TAREAS:
[A] Duplica el fragmento desde «Una de las bondades» hasta «comenzó a soplar.», ambas partes incluidas.
[B] Indica si el fragmento confirma cada frase: (i) Iván tenía el síndrome de Wolfram; (ii) los huacos estaban en la cocina; (iii) Iván se enfadó cuando le contaron lo que había pasado. Responde sí o no y cita las palabras del fragmento que lo deciden.
[C] Pasa a una lista corta el párrafo del fragmento que empieza «Como el ser humano es muy dado», sin perder sus datos principales.

FRAGMENTO DEL TEXTO:
=-=-=

Perseverare diabolicum

    Iván Luque padecía un enfermedad rara, de esas que como solo afectan al 0,01 por ciento de la población solo le importa a su familia, aunque se dé por hecho que no va a vivir más de cuarenta años, como así sucediera. La primera vez que visitó mi casa, acompañado de unas amigas, una de ellas miró uno de los pequeños huacos del Perú colocados en un mueble del zaguán del piso, lo cogió con dos deditos y sonrío al tiempo que decía:

     –¡Ahí va, es un pito, Iván!

     Una de las bondades intrínsecas a la enfermedad rara de Iván, el llamado síndrome de Wolfram, es quedarse ciego progresivamente, así que, ante la exclamación de M.ª Luisa hemos de suponer que el susodicho pensó en un instrumento celta en vez de una artesanía erótica, porque ni corto ni perezoso se colocó la punta del huaco (que queda mejor que la punta de otra cosa) en la boca y comenzó a soplar.

     El descojone fue generalizado, pero con mucho cariño. Cuando le explicamos el cuadro a Iván él mismo se tronchaba de la risa.

    El caso es que Iván estaba prácticamente ciego y se le reían las gracias, por su inocencia y su «sin querer». Era una persona hermosa, de las especiales, ausente de maldad. Lo perverso es la peña que finge ser ciega y sigue soplando el pito sabiendo lo que es, y lo hace sin gustarle los pitos, no por solidaridad y compromiso con el colectivo LGTBIQ+.

     Como el ser humano es muy dado a descontextualizar y agarrar solo aquellas secuencias que hacen bien a la tranquilidad y al sosiego, lo normal es que todo el mundo conozca la primera parte de la sentencia latina «errare humanum est» (errar es humano), pero no la segunda: «sed perseverare diabolicum» (pero perseverar en el error es diabólico). Y es que nos equivocamos tanto y tan de seguido que lo de saber de memoria que somos unos mindundis como especie nos viene de lujo; ahora, que hagamos poco o nada por corregirnos, ya es otra historia menos condescendiente, por eso siempre queda el recurso preferido de la humanidad: si errar es normal, lo es más echarle la culpa a otra persona.

=-=-=

Datos extraídos de una colección:
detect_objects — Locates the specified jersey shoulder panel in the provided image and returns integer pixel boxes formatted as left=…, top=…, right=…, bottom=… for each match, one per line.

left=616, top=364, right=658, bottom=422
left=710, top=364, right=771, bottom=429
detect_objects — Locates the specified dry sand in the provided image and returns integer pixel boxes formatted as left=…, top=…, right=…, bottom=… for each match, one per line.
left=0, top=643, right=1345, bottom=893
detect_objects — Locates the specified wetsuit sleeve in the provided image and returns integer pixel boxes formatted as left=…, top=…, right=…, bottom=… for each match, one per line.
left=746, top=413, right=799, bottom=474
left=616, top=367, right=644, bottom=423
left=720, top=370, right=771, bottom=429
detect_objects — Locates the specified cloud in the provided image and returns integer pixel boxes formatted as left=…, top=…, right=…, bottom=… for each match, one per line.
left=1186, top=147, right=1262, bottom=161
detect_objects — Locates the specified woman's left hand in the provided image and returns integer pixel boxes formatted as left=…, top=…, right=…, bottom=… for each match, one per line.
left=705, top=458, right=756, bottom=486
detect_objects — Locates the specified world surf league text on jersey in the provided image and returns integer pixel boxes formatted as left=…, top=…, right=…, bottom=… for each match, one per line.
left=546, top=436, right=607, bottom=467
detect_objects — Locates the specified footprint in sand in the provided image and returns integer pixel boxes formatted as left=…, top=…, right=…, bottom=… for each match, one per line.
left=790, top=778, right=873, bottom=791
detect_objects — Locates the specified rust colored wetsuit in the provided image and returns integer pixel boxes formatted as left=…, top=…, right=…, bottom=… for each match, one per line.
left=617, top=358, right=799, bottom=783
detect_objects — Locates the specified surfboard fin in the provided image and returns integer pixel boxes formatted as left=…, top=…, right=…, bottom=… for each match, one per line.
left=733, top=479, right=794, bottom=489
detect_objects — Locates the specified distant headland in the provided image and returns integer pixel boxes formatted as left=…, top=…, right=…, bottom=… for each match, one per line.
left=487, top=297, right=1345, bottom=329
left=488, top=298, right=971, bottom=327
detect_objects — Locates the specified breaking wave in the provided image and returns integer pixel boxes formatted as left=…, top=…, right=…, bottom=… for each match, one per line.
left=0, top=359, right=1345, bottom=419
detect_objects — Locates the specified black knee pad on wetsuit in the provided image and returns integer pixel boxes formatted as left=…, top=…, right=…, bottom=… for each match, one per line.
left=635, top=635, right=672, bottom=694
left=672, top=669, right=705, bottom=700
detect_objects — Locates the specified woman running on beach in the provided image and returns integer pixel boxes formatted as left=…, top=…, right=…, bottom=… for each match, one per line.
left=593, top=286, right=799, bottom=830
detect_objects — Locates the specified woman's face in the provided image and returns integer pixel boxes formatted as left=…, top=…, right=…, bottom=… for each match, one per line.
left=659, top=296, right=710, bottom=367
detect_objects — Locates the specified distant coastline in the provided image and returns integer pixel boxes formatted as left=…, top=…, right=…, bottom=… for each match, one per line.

=-=-=

SOLUCIONES:
[A]
Una de las bondades intrínsecas a la enfermedad rara de Iván, el llamado síndrome de Wolfram, es quedarse ciego progresivamente, así que, ante la exclamación de M.ª Luisa hemos de suponer que el susodicho pensó en un instrumento celta en vez de una artesanía erótica, porque ni corto ni perezoso se colocó la punta del huaco (que queda mejor que la punta de otra cosa) en la boca y comenzó a soplar.

[B]
(i) Sí: «el llamado síndrome de Wolfram».
(ii) No: «colocados en un mueble del zaguán del piso».
(iii) No: «él mismo se tronchaba de la risa».

[C]
- La gente suele quedarse solo con lo que la tranquiliza.
- Por eso todos conocen «errare humanum est» (errar es humano), pero no la segunda parte, «sed perseverare diabolicum» (perseverar en el error es diabólico).
- Nos equivocamos tanto y tan seguido que saber que somos poca cosa como especie nos viene muy bien.
- Hacer poco o nada por corregirnos es otra historia, menos condescendiente.
- El recurso favorito de la humanidad es culpar a otra persona: si errar es normal, eso lo es más.